• **TASK LIST**:
[1] According to the nuclear-waste extract, how much money do the fees paid into the Nuclear Waste Fund amount to each year?
[2] Carry on the nuclear-waste extract from the end of its last sentence.

───── PAGE EXTRACT ─────

The earthquake and tsunami that hit the Fukushima Daiichi nuclear plant damaged the water-filled pools meant to cool the plant’s spent fuel rods, exposing them and causing the water to boil. A 2011 report from Robert Alvarez, senior policy adviser to the Energy secretary during the Clinton administration, found that America’s spent-fuel pools are more dangerous than Japan’s, in part because spent fuel rods are more densely packed at many U.S. plants.
In light of all of these concerns, the commission recommends prompt efforts to develop one or more geological disposal facilities and one or more consolidated storage facilities, all with a new, "consent-based" siting approach in order to ensure that states, tribes, and communities are amenable to the site before development begins. In the same vein, the commission calls for efforts to prepare for the eventual large-scale transport of spent nuclear fuel and high-level waste to such facilities, once they are sited. The commission was not tasked with proposing any specific site.
In order to improve the overall waste management, the commission recommends several steps to get the government's program "back on track."
Among these is a recommendation that the management of the nuclear-waste program be transferred to a new organization with implementation as its sole mission, independent of the Energy Department. With that in mind, the commission also calls for better handling of nuclear-waste fees and the department's Nuclear Waste Fund. Access to the dedicated fund for the nuclear-waste program is difficult, if not impossible, under current federal budget rules and laws. The commission therefore recommends separating out the Nuclear Waste Fund and fees from the annual appropriations process, but still leaving them subject to “rigorous independent financial and managerial oversight.” The fees paid into the Nuclear Waste Fund amount to about $750 million per year.

───── AVAILABLE DATA ─────

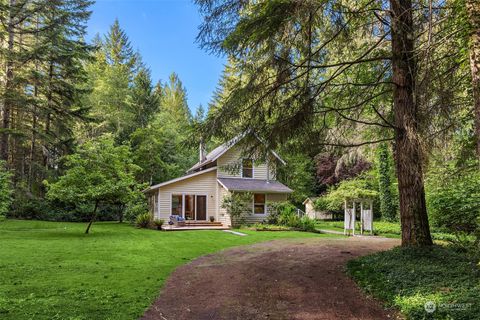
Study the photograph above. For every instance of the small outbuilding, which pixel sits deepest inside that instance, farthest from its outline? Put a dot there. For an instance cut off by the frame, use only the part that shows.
(313, 213)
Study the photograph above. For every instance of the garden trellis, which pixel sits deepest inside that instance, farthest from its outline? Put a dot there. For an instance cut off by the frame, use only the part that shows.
(366, 215)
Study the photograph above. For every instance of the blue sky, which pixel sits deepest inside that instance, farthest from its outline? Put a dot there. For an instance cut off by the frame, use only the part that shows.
(164, 32)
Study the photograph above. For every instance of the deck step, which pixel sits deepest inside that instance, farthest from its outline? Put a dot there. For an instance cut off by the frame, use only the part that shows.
(203, 223)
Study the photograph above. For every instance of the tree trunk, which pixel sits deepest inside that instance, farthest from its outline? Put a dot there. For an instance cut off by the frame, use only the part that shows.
(8, 95)
(413, 211)
(473, 9)
(92, 219)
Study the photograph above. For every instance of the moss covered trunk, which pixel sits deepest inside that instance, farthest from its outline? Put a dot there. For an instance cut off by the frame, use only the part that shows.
(408, 155)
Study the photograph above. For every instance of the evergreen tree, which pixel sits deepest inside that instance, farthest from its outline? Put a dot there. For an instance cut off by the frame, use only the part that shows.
(111, 77)
(145, 100)
(174, 100)
(387, 206)
(118, 49)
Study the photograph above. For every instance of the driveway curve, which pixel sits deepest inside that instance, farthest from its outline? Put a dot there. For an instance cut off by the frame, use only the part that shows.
(281, 279)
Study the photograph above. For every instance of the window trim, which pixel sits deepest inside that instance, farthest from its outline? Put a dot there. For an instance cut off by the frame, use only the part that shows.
(183, 194)
(265, 210)
(253, 169)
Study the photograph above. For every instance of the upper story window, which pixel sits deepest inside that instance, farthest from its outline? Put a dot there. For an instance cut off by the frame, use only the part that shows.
(259, 206)
(247, 168)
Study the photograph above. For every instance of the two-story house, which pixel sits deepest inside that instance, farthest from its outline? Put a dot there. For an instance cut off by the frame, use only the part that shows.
(198, 195)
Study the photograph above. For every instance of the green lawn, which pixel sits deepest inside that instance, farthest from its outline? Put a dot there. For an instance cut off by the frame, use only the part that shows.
(52, 270)
(408, 278)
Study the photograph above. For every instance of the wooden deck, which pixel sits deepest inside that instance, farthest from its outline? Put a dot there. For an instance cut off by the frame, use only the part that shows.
(196, 225)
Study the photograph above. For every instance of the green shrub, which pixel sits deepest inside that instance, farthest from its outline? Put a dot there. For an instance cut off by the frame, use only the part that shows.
(453, 200)
(158, 223)
(358, 188)
(144, 220)
(269, 227)
(285, 214)
(321, 204)
(307, 224)
(407, 278)
(237, 205)
(6, 190)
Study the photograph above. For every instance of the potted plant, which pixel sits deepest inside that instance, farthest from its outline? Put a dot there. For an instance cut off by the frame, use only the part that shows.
(158, 223)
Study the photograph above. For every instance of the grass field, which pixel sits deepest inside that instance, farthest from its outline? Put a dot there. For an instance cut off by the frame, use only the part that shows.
(52, 270)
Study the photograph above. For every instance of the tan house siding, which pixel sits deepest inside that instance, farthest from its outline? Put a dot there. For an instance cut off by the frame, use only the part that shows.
(203, 184)
(269, 198)
(229, 166)
(223, 217)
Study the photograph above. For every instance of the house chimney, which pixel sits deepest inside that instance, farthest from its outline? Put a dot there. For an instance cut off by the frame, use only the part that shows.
(202, 151)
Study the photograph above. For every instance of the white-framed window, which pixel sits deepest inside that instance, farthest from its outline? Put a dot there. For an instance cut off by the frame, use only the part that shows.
(177, 204)
(259, 205)
(247, 168)
(189, 206)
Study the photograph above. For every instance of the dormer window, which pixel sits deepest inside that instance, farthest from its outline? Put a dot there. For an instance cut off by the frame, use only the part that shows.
(247, 168)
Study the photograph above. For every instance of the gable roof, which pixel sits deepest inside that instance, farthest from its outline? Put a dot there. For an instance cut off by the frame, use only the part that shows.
(190, 175)
(221, 149)
(253, 185)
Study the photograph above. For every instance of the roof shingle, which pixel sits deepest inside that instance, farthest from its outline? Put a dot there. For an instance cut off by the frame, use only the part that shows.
(254, 185)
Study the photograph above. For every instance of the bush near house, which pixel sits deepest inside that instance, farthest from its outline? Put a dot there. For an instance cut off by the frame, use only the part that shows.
(237, 205)
(144, 220)
(284, 214)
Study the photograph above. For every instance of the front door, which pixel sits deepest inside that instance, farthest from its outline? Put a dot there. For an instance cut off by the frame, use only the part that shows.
(201, 207)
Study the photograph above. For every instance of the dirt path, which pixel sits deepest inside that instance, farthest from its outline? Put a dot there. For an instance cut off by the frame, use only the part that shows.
(283, 279)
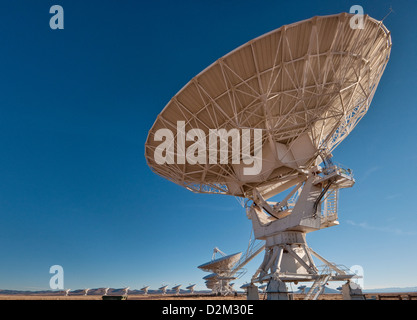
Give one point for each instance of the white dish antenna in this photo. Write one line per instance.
(163, 289)
(176, 289)
(289, 97)
(191, 288)
(145, 289)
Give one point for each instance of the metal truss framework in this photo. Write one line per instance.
(315, 77)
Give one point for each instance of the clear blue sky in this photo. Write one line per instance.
(75, 108)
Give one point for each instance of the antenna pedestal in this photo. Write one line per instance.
(287, 256)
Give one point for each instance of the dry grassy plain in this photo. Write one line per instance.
(372, 296)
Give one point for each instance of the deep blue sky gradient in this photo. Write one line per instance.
(75, 108)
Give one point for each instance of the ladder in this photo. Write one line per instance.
(318, 287)
(330, 206)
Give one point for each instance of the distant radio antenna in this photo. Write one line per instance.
(163, 289)
(191, 288)
(145, 289)
(177, 289)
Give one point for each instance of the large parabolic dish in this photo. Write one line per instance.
(305, 86)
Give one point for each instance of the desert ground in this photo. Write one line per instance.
(330, 296)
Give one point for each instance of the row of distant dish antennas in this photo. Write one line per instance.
(145, 289)
(176, 288)
(228, 268)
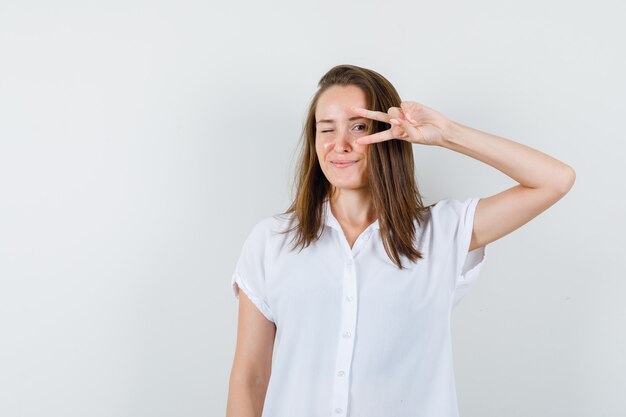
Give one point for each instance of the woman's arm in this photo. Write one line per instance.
(542, 180)
(252, 365)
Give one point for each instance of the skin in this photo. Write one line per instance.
(542, 181)
(335, 140)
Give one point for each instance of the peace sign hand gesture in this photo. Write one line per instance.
(411, 121)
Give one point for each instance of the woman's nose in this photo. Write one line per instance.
(343, 141)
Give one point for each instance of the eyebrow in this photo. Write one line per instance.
(331, 120)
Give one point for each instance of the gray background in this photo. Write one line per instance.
(140, 141)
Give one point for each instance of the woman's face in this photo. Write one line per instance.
(343, 161)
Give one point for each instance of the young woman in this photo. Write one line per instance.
(348, 294)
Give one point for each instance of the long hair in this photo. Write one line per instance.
(390, 166)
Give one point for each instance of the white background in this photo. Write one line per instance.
(141, 141)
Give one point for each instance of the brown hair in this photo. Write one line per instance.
(391, 172)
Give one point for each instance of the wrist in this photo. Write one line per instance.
(451, 133)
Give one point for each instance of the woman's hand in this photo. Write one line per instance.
(411, 121)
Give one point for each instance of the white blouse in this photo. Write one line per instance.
(356, 336)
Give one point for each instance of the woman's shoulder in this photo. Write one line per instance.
(272, 226)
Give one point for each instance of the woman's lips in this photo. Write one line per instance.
(345, 164)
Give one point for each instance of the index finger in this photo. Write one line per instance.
(371, 114)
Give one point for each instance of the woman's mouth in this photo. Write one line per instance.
(343, 164)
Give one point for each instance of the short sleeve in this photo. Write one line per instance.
(459, 216)
(249, 273)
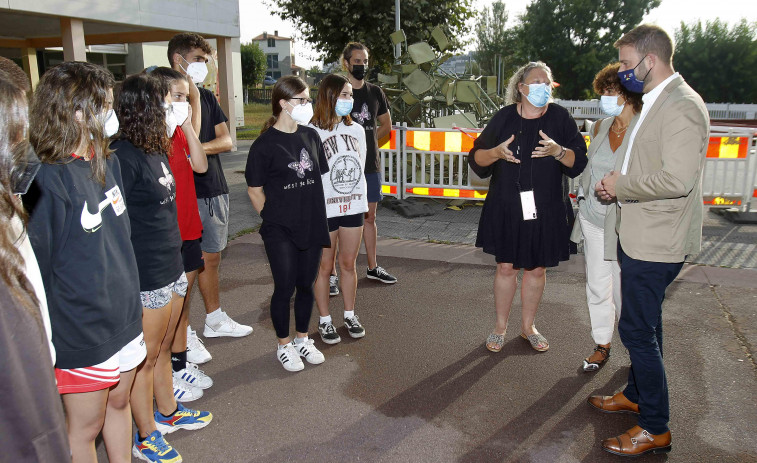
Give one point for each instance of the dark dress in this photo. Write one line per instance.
(502, 232)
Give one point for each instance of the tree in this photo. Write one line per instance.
(494, 41)
(575, 37)
(719, 63)
(253, 63)
(329, 26)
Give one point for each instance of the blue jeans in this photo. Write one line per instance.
(643, 286)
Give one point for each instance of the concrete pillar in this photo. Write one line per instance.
(72, 33)
(29, 58)
(226, 85)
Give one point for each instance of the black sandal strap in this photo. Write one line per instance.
(605, 351)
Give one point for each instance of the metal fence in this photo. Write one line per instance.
(433, 163)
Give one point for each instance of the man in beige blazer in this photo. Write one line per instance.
(657, 185)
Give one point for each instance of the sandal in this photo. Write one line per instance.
(537, 340)
(594, 366)
(495, 342)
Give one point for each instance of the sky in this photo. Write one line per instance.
(255, 18)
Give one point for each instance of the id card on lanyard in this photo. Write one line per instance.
(528, 205)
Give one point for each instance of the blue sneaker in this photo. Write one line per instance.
(183, 418)
(154, 448)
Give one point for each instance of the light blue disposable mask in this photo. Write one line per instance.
(610, 106)
(343, 107)
(538, 94)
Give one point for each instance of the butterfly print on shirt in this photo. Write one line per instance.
(304, 164)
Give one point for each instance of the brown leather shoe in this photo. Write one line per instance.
(637, 441)
(614, 404)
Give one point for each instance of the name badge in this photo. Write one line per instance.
(528, 205)
(116, 200)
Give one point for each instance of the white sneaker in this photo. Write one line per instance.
(193, 376)
(184, 392)
(226, 327)
(309, 352)
(196, 351)
(289, 358)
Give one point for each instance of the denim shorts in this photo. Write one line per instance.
(158, 298)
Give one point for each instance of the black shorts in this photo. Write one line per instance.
(345, 221)
(191, 255)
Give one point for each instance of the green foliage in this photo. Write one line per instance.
(718, 62)
(329, 26)
(493, 39)
(253, 64)
(575, 37)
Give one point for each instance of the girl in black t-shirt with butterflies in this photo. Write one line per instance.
(283, 174)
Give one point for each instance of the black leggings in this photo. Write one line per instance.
(292, 268)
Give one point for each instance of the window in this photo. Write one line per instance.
(272, 61)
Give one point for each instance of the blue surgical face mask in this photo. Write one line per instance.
(610, 106)
(538, 94)
(629, 80)
(343, 107)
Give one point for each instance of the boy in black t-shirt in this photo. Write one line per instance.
(370, 107)
(188, 54)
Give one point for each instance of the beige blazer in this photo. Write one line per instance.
(660, 219)
(611, 237)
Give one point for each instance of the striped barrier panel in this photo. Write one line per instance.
(390, 152)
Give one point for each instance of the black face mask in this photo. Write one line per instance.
(358, 71)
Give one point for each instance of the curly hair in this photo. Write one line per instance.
(607, 79)
(186, 42)
(54, 130)
(513, 95)
(329, 90)
(142, 114)
(13, 123)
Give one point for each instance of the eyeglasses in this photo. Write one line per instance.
(303, 101)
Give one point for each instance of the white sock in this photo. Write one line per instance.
(214, 316)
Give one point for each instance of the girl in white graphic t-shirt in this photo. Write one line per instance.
(345, 193)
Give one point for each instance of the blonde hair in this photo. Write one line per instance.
(513, 95)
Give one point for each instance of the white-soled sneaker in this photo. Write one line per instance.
(183, 392)
(379, 274)
(309, 352)
(226, 327)
(333, 285)
(289, 358)
(196, 351)
(193, 376)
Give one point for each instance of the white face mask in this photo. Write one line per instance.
(197, 71)
(170, 119)
(110, 126)
(301, 113)
(610, 106)
(180, 111)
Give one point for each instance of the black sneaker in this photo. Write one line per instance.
(328, 333)
(381, 275)
(333, 285)
(354, 327)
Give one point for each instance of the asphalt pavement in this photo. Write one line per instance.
(421, 387)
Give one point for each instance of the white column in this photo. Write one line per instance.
(226, 85)
(72, 33)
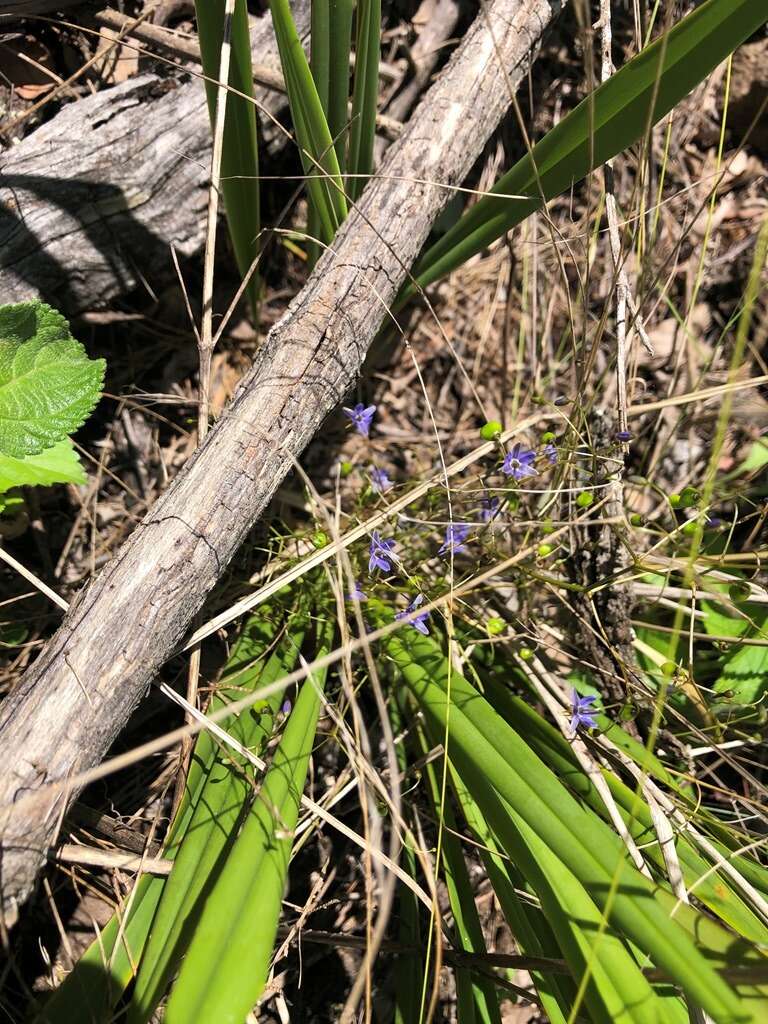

─────

• **ANSWERS TO THE TASKS**:
[1] About $750 million per year.

[2]
Six stakeholder and nuclear-lobbying organizations, including the Nuclear Energy Institute and the National Association of Regulatory Utility Commissioners, endorsed all eight of the commission’s key recommendations in a joint statement on Thursday. The groups specifically highlighted three of the action items as priorities: ensuring access to fees and the dedicated program fund, efforts to site and develop interim storage solutions, and the transfer of nuclear-waste management to an independent organization.
“Although many of the key BRC recommendations require congressional action to be fully implemented, the Energy Department, under existing authority, can and should take action immediately to advance the recommendations,” the six organizations said in a joint statement, adding that they are ready to work with the administration and Congress to move these legislative options forward.
The next step for these recommendations is legislative action, said the commission, providing several proposals for changes to the Nuclear Waste Policy Act or other legislation.
“The majority of these recommendations require action to be taken by the Administration and Congress, and offer what we believe is the best chance of success going forward, based on previous nuclear waste management experience in the U.S. and abroad,” the commissioners wrote in a letter to Chu that accompanied the report.
“We are committed to seeing action taken on our recommendations because we believe it is long past time for the government to make good on its commitments to the American people to provide for the safe disposal of nuclear waste.”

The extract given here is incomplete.